▸ **PAGE EXCERPT**

>> Begin

Offer and Acceptance


(Contract Act, 1872)
Contracts play an important role in our everyday life
ranging from insurance policies to employment
contracts.
In fact, we enter into contracts even without thinking
for example while buying a movie ticket or
downloading an app.
Contracts are oral or written agreements between
two or more parties. Parties entering into a contract
might include individual people, companies, non-
profits or government agencies.
The whole process of entering into a contract starts
with an offer by one party, an acceptance by another
party, and an exchange of consideration (something of
value).
Let us take a look at the definition of an offer and the
essentials of a valid offer.
Definition of an Offer
As per Sec 2(a) of the Contract Act –
“When one person signifies to another his willingness–
to do or to abstain from doing anything,
with a view to obtaining the assent of that other to
such act or abstinence, he is said to make a
proposal.”
The person who makes an offer is called “Offerer” or “
Promiser” and the person to whom the offer is made is
called the “Offeree” or “Promisee”.
Illustration-

Mr. A says to Mr. B, “Will you purchase my car for


Tk.10,00,000?” In this case, Mr. A is making an offer to
Mr. B.
Here A is the offeror and B is the offeree.
Observing the above definition we find, a proposal
involves the following essential elements:
It must be made by one person to another person. In
other words, there cannot be a proposal by a person
to himself.
It must be an expression of readiness or willingness to
do (i.e. a positive act) or to abstain from doing
something (i.e. a negative act)
It must be made with a view to obtain the consent of
that other person to proposed act or abstinence.
How An Offer Is Made

An offer may be either express or implied.

An express offer is one which is made by words either


spoken or written such as letter, telegram, telex, fax
messages, e-mail or through internet.
An implied offer, on the other hand, is one that may
be gathered from the conduct of the party or the
circumstances of the case.
To Whom an Offer is Made?
According to law, an offer can be accepted only by the
person to whom it is made. Hence, we must know how to
identify the person to whom the offer has been made.
From this point of view, an offer may be 'specific' or
'general'.
When an offer is made to a definite person or particular
group of persons, it is known as specific offer and it can be
accepted only by that definite person or that particular
group of persons to whom it has been made.
For example, A offered to buy certain goods from B at a
certain price. This offer is made to a definite person B.
Therefore, if goods are supplied by P, it will not give rise
to a valid contract (Boultan v. Jones).
On the other hand, if an offer which is not made to a
definite person, but to the world at large or public in
general, it is called a general offer.
A general offer can be accepted by any person by
fulfilling the terms of the offer. Offers of reward made by
way of advertisement for finding lost articles is the most
appropriate example of a general offer.
For example, B issues a public advertisement to the effect that
he would pay Tk. 1,000 to anyone who brings back his missing
dog. This is a general offer and any member of the public can
accept the said offer by finding the lost dog.
Similarly, a company advertised that it would pay $ 100 to
anyone who contacts influenza after using the smoke balls of the
company for a certain period according to the printed directions.
Mrs. Carlill used the smoke balls according to the directions of
the company but subsequently she contacted influenza.

>> End

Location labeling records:
>> Begin

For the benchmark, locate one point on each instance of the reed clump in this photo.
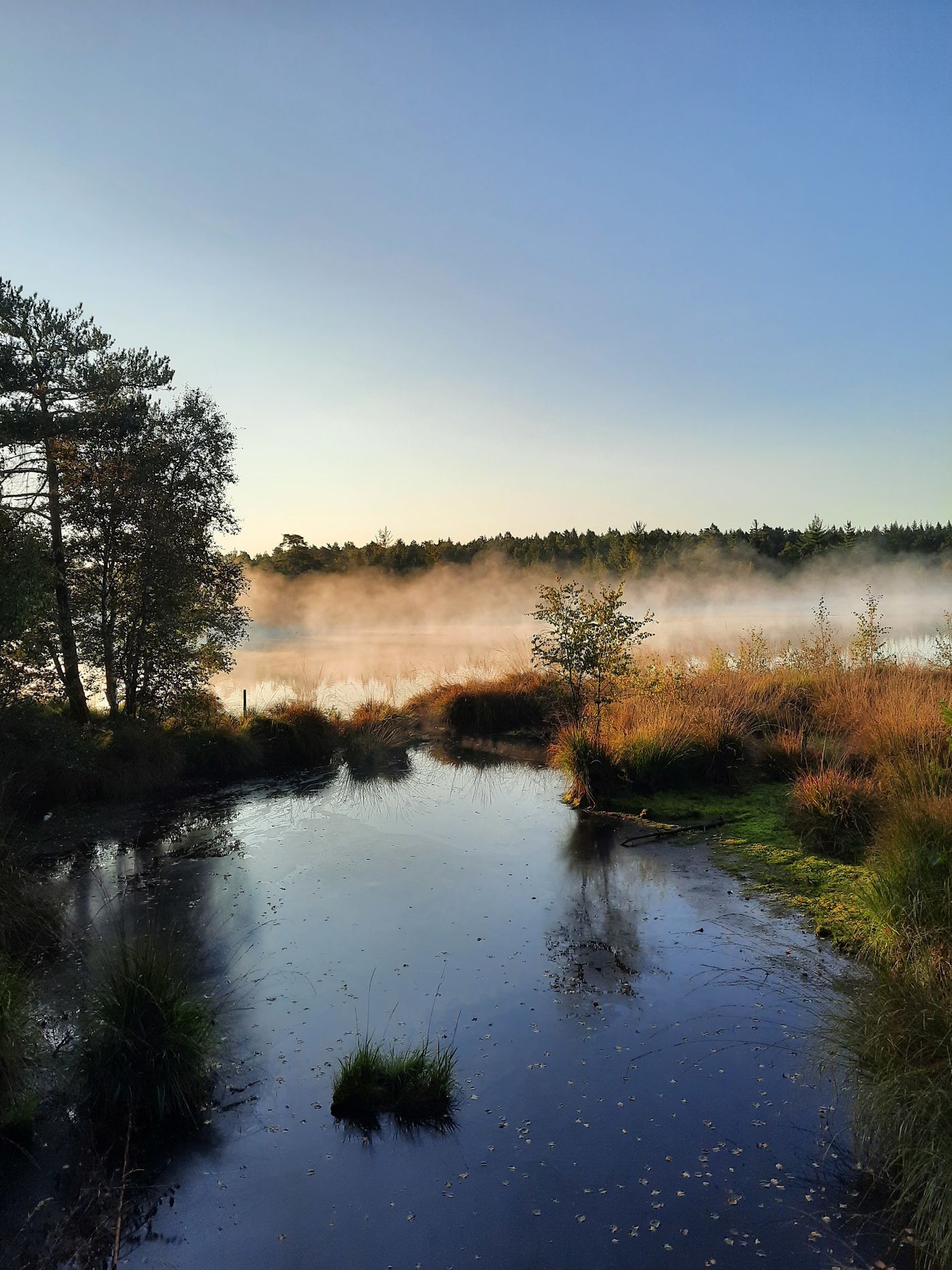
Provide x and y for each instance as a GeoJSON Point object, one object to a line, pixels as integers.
{"type": "Point", "coordinates": [375, 738]}
{"type": "Point", "coordinates": [415, 1085]}
{"type": "Point", "coordinates": [521, 701]}
{"type": "Point", "coordinates": [292, 735]}
{"type": "Point", "coordinates": [148, 1039]}
{"type": "Point", "coordinates": [834, 811]}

>> End

▸ **TASK INSTRUCTIONS**
1. In the offer and acceptance text, what is the person to whom an offer is made called?
2. Duplicate the offer and acceptance text between "Offer and Acceptance" and "downloading an app.", inclusive.
3. Go on with the offer and acceptance text from the point where it stops.
The location labeling data are separate material, unrelated to the offer and acceptance text.

▸ **ANSWERS PER TASK**
1. The "Offeree" or "Promisee."

2.
Offer and Acceptance


(Contract Act, 1872)
Contracts play an important role in our everyday life
ranging from insurance policies to employment
contracts.
In fact, we enter into contracts even without thinking
for example while buying a movie ticket or
downloading an app.

3.
She filed a suit for the reward. It was held that she would
recover the reward as she had accepted the offer by complying
with the terms of the offer (Carlill v. Carbolic Smoke Ball
Company).
Rules Relating to Valid Offers
1. Offer must be communicated to the offeree: The
offer is completed only when it has been
communicated to the offeree.
 Until the offer is communicated, it cannot be
accepted. Thus, an offer accepted without its
knowledge, does not confer any legal rights on the
acceptor.
 Offer must be made with a view to obtaining the
assent of the other party. An offer must be
distinguished from mere expression of intention.
[Harris v. Nickerson (1873)]
In Lalman Shukla v. Gauri Dutt (1913), A’s nephew has
absconded from his home. He sent his servants to trace
his missing nephew.
When the servant had left, A afterwards announced that
anybody who discovered the missing boy would be given
the reward of Rs.500. The servant discovered the missing
boy without knowing about the reward.
When the servant came to know about the reward, he
brought an action against A to recover the same. But his
action failed.
It was held that the servant was not entitled to the
reward because he did not know about the offer when he
discovered the missing boy.
2. Special terms of the offer must also be communicated: If
special terms of the offer are not communicated, the
offeree will not be bound by those terms. This question of
special terms generally arises in case of standard form of
contracts.
3. The offer must be certain, definite and unambiguous: No
contract can come into existence if the terms of the offer
are vague or loose and indefinite. Both the parties should
be clear about the contract, its terms and the legal
consequences that may follow in a particular contract.
Sec.29 of Contract Act provides “a contract the terms of
which is not certain and is not capable of being made
certain is void for uncertainty”.
Example: A offered to sell to B. ‘a hundred tons of oil’. The offer
is uncertain as there is nothing to show what kind of oil is
intended to be sold.
4.The offer must be capable of creating legal relation: The offeror
must intend the creation of legal relations. He must intend that
if his offer is accepted a legally binding agreement shall result.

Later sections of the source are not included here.